> **WHAT YOU WILL DO**:
Your answer is the lines below, exactly, from the one that contains "Each instance receives one keypoint. Annotate the black sponsor" through the one that contains "Each instance receives one keypoint. Annotate the right", both included.

> **RECORDS FOR THE TASK**:
• • • •
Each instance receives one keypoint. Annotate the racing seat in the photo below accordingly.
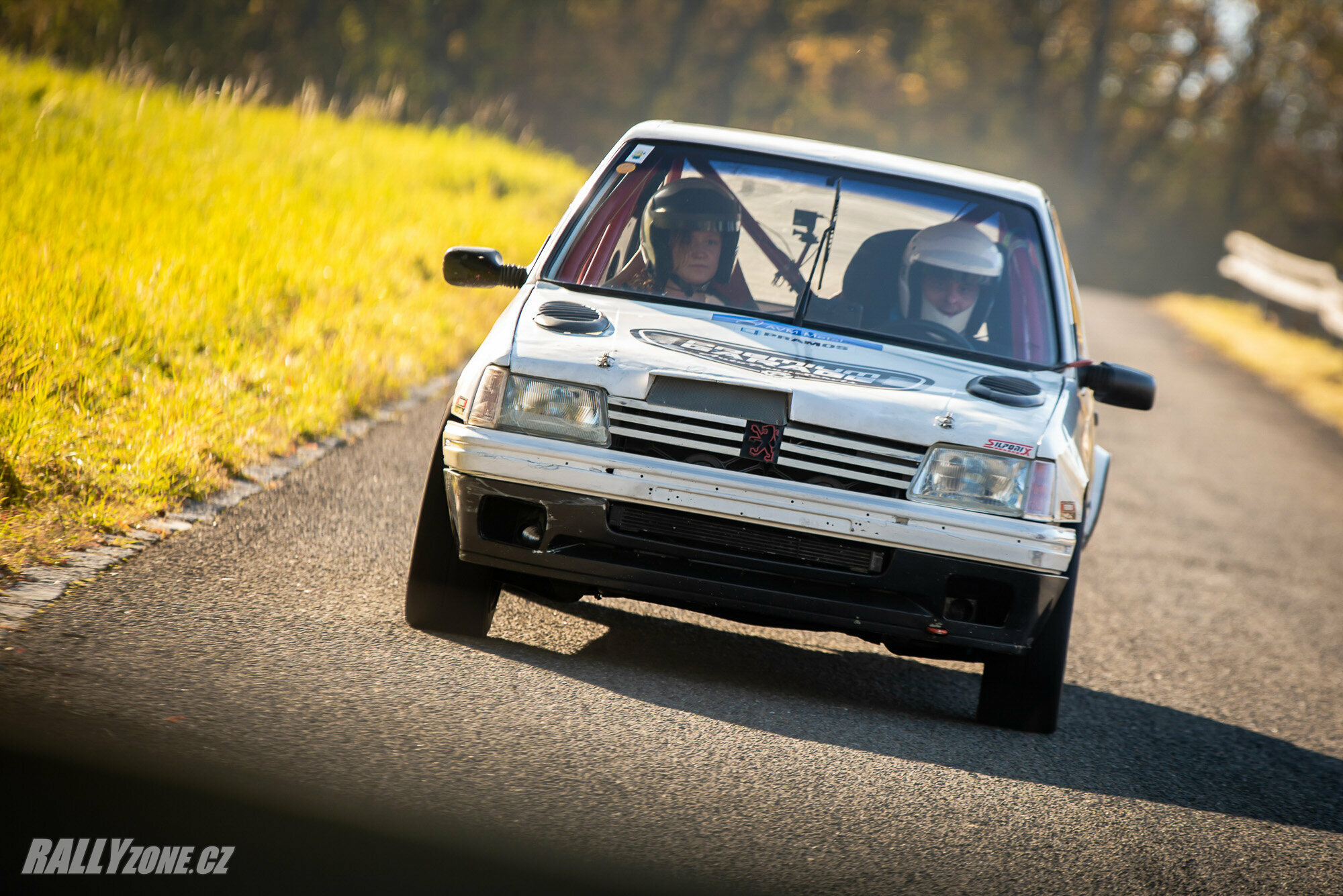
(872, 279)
• • • •
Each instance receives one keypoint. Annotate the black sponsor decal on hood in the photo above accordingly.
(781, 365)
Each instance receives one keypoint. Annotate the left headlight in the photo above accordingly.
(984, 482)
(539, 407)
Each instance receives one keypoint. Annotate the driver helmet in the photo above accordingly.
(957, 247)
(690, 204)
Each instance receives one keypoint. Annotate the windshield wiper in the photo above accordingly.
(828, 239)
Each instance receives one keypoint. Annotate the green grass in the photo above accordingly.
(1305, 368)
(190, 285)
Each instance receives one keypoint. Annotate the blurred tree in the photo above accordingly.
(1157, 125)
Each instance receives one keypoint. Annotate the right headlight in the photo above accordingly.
• • • •
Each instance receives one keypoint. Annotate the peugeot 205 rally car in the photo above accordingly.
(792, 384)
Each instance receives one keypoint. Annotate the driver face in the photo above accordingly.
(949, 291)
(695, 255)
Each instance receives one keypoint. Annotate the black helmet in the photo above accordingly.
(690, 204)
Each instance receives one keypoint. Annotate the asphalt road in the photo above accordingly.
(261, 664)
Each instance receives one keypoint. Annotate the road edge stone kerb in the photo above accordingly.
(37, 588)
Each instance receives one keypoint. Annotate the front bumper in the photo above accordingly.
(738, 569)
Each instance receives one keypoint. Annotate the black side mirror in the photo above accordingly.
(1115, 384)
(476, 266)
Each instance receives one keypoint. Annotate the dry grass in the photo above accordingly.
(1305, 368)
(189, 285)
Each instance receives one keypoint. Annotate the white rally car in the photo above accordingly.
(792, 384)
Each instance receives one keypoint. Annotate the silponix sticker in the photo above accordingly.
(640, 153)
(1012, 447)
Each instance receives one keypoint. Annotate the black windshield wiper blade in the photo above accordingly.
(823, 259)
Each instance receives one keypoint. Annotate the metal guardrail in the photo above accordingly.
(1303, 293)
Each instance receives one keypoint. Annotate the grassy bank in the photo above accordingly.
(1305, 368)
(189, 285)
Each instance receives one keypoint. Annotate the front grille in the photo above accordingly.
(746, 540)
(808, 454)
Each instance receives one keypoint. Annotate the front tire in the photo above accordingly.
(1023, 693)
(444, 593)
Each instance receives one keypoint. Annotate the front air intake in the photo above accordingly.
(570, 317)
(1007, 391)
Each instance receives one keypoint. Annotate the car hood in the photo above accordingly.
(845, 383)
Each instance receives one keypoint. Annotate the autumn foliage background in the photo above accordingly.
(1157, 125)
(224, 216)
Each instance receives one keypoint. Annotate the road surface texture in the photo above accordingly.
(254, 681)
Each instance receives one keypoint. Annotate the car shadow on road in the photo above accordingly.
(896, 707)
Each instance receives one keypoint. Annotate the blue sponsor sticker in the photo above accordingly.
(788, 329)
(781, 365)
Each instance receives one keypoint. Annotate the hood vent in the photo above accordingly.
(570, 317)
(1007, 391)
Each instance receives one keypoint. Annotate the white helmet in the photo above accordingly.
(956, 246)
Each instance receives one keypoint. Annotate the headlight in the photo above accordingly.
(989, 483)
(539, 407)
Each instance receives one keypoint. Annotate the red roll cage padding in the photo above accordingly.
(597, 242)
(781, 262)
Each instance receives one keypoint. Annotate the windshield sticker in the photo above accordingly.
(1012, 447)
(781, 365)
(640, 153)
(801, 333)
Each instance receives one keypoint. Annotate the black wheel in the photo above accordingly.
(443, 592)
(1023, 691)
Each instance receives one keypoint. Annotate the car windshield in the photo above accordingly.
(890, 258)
• • • •
> **WRITTEN RESPONSE**:
Each instance receives one keypoint. Annotate the black sponsor decal on hood in the photo above accordingly.
(781, 365)
Each instance receives one keypoint. Annotate the left headlight in the photo above accordingly.
(984, 482)
(539, 407)
Each instance receives one keypoint. Annotate the driver helmet in the photo above accordingly.
(957, 247)
(690, 204)
Each instance receives one keypoint. Annotate the windshield wiper in the photo above accordingly.
(828, 239)
Each instance receives one keypoint. Annotate the green grass in the photo above accordingly.
(1305, 368)
(190, 285)
Each instance receives one keypoint. Annotate the blurred tree in the photo above accordingly.
(1157, 125)
Each instance receives one keypoint. Annotate the right headlight in the photo above accordingly.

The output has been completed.